WHAT TO PRODUCE >>
Reproduce every one of the following entries verbatim, omitting the images from your reply.

[begin GIVEN DATA]

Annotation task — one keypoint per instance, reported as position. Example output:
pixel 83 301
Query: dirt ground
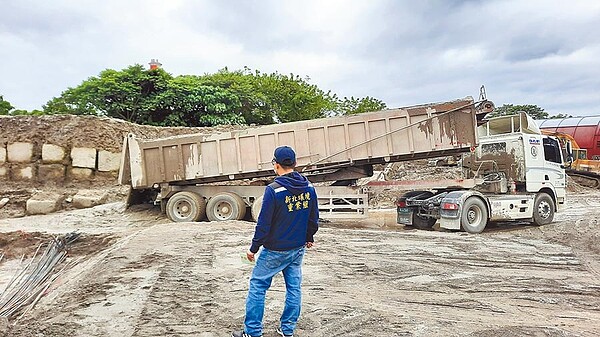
pixel 149 277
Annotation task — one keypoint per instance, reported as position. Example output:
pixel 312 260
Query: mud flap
pixel 137 197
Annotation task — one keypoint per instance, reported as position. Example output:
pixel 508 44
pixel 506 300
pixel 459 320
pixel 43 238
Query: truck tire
pixel 474 215
pixel 186 206
pixel 255 209
pixel 543 209
pixel 421 222
pixel 225 206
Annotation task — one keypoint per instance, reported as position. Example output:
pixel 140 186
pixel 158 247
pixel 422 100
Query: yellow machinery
pixel 584 171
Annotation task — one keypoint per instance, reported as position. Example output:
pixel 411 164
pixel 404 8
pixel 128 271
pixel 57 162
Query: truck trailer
pixel 515 173
pixel 215 175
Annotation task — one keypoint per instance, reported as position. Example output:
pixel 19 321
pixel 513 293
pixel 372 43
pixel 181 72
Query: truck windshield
pixel 552 151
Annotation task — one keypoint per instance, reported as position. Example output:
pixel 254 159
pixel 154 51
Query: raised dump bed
pixel 328 149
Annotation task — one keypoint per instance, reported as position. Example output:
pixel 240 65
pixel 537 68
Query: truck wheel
pixel 543 209
pixel 256 206
pixel 225 206
pixel 474 215
pixel 186 206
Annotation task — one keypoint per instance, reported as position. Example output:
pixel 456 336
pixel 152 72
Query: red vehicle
pixel 585 130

[end GIVEN DATA]

TASK SOLUTION >>
Annotation task — one keypoint per instance, reported as position. Example output:
pixel 83 301
Query: dirt ground
pixel 149 277
Annotation task — one keypoint per instance, reported as position. Example output:
pixel 312 260
Query: mud flap
pixel 137 197
Annotation task — one keypoint per instance, reported as position. Example output:
pixel 508 44
pixel 506 300
pixel 459 320
pixel 43 238
Query: truck tire
pixel 474 215
pixel 186 206
pixel 255 209
pixel 543 209
pixel 421 222
pixel 225 206
Annotation task — one keypoint per instance, reported as position. Example output:
pixel 140 186
pixel 158 247
pixel 422 100
Query: yellow machinery
pixel 584 171
Annotation task — one keypoint per instance, reported as position. Example output:
pixel 411 164
pixel 404 8
pixel 128 271
pixel 57 162
Query: truck trailer
pixel 515 173
pixel 215 175
Annotation task — one keypoint per instance, reported as position. Example output:
pixel 19 321
pixel 513 293
pixel 372 43
pixel 181 72
Query: truck windshield
pixel 552 151
Annotation task — one keypoint per instance, reported as position. Example output:
pixel 254 159
pixel 154 51
Query: raised dump bed
pixel 328 149
Annotation task — one keypoint per instance, reported as position. Example output:
pixel 240 65
pixel 537 68
Query: truck wheel
pixel 543 209
pixel 256 206
pixel 225 206
pixel 474 215
pixel 186 206
Annotation task — one keypoint per instance, reported as position. Example output:
pixel 456 336
pixel 152 72
Query: red vehicle
pixel 585 130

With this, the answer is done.